(Natural-language object grounding data)
···

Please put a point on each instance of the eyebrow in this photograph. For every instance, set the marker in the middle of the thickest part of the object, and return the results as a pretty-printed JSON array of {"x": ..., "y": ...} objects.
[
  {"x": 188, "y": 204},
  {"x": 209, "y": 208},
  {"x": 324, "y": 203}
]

···

→ WHAT YOU WILL DO: Could you return all the data above exactly as it appears?

→ REPLY TO THE TASK:
Please put a point on each instance of the eyebrow in this photograph. For every instance, set the marker in the middle of the thickest part of the object, and return the results as a pretty-printed JSON array of {"x": ..., "y": ...} objects.
[
  {"x": 188, "y": 204},
  {"x": 209, "y": 208},
  {"x": 324, "y": 203}
]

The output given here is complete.